'''
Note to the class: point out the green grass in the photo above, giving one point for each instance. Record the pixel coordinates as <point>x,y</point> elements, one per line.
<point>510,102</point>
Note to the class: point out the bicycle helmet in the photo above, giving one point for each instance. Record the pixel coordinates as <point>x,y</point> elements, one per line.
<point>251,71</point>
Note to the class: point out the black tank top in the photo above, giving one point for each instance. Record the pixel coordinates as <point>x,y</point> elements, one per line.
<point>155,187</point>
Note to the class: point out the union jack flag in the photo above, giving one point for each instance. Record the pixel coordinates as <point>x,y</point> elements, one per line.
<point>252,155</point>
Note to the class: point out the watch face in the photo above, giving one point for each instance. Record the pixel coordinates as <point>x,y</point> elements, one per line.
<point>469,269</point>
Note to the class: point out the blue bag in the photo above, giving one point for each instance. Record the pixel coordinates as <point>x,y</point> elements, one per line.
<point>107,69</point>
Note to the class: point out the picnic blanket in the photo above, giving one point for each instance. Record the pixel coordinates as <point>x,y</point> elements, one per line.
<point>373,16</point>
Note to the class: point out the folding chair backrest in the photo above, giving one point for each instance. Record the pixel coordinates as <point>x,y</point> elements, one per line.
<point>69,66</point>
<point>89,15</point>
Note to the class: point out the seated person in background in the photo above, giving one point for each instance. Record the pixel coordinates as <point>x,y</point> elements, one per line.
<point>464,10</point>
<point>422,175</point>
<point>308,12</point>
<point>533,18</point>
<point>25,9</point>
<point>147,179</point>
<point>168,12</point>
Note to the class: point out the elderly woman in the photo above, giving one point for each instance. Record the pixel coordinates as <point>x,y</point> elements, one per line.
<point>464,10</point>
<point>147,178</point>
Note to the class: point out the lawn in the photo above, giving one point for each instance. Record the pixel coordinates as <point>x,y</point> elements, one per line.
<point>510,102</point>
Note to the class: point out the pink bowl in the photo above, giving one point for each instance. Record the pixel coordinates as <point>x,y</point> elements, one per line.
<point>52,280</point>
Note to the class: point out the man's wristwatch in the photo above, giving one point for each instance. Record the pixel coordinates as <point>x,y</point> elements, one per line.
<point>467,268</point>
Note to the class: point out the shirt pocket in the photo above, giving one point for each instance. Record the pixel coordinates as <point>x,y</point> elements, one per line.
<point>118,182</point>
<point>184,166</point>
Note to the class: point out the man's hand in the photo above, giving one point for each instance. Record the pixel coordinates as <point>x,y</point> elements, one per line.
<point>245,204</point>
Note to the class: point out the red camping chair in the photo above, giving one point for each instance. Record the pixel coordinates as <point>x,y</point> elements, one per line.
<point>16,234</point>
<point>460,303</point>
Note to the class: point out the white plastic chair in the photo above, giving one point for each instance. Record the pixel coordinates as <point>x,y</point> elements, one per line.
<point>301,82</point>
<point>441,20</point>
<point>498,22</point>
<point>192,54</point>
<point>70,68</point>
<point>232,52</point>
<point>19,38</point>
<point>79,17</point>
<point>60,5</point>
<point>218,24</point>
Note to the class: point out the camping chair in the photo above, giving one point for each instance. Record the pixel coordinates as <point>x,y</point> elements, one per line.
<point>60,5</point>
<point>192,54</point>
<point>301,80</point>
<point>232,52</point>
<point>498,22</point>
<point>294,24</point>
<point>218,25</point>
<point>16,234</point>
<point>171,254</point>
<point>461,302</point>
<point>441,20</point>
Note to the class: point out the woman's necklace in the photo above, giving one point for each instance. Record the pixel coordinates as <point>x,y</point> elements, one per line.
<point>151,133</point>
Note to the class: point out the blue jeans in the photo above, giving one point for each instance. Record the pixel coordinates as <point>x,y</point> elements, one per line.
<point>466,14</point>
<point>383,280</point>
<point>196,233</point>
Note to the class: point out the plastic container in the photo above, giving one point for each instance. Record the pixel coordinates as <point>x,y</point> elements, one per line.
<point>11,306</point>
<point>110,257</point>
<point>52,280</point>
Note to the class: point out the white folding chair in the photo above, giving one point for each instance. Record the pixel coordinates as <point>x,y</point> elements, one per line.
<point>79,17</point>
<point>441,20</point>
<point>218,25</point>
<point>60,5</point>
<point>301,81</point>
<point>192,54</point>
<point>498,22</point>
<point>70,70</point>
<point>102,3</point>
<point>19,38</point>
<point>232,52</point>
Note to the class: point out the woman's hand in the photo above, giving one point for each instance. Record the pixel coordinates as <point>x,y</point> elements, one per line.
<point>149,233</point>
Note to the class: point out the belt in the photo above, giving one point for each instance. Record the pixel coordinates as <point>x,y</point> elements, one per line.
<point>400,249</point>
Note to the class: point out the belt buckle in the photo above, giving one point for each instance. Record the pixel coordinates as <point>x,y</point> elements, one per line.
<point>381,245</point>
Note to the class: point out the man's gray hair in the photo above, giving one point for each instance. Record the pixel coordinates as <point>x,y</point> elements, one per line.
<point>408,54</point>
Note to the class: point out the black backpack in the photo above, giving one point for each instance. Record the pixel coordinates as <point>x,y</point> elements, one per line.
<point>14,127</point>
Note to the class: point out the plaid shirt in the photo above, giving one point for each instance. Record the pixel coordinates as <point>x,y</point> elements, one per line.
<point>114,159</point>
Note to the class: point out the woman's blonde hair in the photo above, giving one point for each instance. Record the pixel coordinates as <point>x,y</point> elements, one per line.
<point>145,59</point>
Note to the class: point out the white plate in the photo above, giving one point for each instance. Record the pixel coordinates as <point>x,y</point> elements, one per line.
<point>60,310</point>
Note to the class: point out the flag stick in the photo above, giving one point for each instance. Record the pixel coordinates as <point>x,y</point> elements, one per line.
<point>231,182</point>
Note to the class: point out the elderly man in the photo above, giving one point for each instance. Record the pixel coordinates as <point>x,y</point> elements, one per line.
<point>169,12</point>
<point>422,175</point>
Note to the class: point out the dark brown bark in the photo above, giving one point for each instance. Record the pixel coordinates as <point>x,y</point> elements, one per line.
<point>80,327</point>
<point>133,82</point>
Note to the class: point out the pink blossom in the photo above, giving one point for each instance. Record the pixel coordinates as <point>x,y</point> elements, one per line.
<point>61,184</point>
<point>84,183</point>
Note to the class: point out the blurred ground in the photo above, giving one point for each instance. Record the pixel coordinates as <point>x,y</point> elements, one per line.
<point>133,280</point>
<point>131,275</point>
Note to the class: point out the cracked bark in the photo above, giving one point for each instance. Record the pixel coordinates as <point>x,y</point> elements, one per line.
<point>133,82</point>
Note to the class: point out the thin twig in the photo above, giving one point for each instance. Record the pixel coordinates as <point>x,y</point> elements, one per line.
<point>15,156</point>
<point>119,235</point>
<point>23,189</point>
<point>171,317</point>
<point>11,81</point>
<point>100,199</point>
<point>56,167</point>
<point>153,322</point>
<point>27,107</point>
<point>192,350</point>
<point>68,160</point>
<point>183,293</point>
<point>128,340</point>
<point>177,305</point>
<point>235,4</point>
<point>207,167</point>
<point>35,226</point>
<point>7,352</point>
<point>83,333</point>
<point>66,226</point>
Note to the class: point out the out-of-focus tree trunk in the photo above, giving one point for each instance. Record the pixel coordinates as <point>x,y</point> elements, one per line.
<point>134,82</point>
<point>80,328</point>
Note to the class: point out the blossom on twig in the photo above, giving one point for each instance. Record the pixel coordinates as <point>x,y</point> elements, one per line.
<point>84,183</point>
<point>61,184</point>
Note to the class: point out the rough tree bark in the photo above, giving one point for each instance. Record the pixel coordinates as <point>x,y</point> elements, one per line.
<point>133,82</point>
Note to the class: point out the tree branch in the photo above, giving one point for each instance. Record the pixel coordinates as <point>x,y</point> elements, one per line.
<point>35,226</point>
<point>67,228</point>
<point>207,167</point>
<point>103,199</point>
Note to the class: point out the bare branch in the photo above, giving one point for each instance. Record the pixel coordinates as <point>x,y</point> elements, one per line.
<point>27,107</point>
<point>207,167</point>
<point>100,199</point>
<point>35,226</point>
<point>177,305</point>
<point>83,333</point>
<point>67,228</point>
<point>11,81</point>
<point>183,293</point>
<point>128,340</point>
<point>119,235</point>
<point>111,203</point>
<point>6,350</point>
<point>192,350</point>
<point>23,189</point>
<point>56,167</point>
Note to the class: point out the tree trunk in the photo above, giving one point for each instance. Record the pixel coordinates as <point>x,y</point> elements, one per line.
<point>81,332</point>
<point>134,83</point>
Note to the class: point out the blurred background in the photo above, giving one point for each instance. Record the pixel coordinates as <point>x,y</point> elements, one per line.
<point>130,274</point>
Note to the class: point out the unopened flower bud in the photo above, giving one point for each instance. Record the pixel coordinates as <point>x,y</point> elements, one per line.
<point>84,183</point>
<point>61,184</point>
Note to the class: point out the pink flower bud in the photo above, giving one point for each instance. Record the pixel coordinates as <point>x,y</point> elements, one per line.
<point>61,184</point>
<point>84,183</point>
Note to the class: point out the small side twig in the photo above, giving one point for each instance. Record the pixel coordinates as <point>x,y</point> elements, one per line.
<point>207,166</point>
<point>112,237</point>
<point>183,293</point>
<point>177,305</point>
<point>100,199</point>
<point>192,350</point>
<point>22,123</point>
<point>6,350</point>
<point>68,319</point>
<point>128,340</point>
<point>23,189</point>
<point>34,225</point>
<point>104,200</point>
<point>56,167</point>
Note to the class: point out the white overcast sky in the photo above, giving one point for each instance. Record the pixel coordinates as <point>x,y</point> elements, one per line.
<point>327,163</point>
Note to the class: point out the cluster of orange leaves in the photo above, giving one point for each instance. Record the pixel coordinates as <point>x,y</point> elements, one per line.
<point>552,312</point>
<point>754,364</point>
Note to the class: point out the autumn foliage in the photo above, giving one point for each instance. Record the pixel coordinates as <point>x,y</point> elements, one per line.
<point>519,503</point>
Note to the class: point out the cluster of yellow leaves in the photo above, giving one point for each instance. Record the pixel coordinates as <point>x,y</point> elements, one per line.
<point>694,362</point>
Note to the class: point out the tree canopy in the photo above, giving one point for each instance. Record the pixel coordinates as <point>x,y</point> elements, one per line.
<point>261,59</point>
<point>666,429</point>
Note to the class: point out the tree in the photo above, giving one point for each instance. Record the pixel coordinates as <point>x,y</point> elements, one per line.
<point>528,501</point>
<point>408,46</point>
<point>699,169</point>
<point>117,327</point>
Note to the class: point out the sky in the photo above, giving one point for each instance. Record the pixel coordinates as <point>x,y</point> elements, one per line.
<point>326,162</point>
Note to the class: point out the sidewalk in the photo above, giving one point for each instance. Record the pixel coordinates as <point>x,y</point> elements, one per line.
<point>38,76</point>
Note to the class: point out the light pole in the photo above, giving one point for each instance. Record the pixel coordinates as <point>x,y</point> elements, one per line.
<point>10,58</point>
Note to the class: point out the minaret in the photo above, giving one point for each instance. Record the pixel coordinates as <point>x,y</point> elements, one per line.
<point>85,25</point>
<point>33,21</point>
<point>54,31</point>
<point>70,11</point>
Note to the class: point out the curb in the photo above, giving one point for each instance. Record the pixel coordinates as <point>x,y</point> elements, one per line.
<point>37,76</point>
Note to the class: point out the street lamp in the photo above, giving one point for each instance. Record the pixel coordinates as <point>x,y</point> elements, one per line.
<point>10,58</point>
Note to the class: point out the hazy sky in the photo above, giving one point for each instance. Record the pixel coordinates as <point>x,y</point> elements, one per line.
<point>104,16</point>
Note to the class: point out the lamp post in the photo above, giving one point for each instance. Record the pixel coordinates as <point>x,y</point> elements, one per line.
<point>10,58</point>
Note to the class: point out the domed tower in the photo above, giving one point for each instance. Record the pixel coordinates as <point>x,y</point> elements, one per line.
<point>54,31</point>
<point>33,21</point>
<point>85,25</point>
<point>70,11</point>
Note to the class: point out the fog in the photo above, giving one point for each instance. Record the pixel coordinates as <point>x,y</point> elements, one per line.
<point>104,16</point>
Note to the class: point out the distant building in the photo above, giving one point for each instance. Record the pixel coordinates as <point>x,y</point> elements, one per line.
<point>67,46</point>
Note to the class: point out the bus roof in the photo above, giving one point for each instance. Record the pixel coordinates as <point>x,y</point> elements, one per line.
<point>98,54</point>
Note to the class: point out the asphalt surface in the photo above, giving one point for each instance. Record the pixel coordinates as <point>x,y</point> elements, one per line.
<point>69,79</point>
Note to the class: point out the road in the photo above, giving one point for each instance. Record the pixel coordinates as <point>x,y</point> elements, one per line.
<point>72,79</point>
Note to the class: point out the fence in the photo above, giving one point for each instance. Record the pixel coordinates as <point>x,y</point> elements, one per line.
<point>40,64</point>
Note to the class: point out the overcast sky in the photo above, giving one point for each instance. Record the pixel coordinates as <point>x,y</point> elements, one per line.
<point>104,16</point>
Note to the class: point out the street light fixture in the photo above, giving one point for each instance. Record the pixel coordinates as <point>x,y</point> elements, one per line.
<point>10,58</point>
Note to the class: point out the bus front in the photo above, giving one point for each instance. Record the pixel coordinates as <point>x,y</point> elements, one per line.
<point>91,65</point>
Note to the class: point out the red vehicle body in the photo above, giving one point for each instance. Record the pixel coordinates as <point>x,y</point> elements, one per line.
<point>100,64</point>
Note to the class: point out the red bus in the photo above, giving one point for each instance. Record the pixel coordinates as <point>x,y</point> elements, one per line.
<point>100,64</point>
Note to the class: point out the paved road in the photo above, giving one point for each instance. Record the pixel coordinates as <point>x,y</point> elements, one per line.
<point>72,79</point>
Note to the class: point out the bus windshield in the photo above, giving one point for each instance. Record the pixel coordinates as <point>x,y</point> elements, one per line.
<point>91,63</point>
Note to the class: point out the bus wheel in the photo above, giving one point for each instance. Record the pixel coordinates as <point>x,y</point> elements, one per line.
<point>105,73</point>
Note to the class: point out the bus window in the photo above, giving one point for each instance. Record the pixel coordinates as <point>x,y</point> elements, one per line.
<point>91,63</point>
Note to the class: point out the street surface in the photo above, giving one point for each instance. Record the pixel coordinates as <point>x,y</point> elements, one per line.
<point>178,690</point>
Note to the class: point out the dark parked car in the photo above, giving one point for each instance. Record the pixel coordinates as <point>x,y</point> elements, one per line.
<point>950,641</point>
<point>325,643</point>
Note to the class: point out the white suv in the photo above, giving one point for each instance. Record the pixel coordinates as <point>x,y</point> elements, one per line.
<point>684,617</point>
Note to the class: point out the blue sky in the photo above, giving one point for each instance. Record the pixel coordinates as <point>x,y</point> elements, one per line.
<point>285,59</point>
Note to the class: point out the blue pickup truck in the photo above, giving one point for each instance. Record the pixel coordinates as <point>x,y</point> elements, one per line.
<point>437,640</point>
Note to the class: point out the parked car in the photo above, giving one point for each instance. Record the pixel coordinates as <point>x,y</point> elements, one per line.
'''
» Objective:
Copy everything from the line containing "Note to the class: point out the minaret" down to the line containing "<point>37,76</point>", swapping "curb" for "sidewalk edge" and leaving every other word as it is.

» Exercise answer:
Note to the class: point out the minaret in the photo above, giving one point for each instance. Record the pixel coordinates as <point>x,y</point> elements, one per line.
<point>85,25</point>
<point>33,21</point>
<point>54,31</point>
<point>70,11</point>
Note to the class: point out the sidewalk edge in the photo above, giving one point for each instance. Record the pixel coordinates as <point>x,y</point> elements, one per line.
<point>37,76</point>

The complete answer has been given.